--- Given problem ---
Reproduce the records below with "fir" changed to "spruce" and everything else kept the same. Omit the pictures.

-- begin Data for the task --

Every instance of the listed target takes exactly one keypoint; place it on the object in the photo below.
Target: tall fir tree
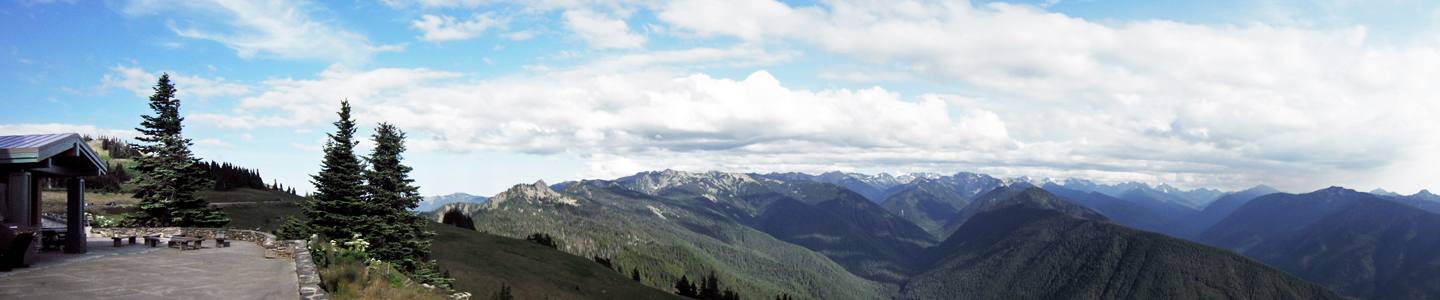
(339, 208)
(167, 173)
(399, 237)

-- end Data for the task --

--- Final answer ---
Every instance of the listed target takes exactly one keypoint; place it on the object in the photo below.
Target: tall spruce tree
(339, 208)
(167, 173)
(399, 237)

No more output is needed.